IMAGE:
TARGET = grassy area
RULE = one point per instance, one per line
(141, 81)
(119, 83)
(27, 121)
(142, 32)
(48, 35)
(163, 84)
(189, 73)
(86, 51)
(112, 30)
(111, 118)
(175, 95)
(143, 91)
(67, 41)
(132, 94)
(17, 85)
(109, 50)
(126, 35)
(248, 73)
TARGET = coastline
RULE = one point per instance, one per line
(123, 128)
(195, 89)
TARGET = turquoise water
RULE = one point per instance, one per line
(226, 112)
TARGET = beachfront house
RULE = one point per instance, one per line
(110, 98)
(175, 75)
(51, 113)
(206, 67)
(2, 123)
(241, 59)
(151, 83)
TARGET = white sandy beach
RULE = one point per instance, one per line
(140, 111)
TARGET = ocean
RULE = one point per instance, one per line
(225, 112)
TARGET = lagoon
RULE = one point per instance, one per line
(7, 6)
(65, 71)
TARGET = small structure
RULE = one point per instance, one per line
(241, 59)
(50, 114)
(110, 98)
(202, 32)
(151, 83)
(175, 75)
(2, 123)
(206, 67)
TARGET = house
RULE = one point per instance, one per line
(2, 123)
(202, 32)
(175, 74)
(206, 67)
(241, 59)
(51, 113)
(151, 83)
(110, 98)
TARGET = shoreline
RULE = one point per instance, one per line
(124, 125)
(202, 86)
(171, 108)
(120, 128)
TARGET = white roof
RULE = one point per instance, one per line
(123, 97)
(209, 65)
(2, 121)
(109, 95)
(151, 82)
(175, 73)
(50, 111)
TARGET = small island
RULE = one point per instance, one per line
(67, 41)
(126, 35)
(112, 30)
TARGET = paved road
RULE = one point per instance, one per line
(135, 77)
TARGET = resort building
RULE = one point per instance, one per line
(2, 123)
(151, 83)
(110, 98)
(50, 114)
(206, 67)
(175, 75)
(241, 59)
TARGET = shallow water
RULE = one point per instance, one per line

----------

Zadanie: Proszę przepisać wpisy od wiersza zawierającego „TARGET = shallow water” aż do końca wpisów, zamieniając „shallow” na „deep” i pozostawiając resztę bez zmian.

Odpowiedź do zadania:
TARGET = deep water
RULE = one point per instance, one per line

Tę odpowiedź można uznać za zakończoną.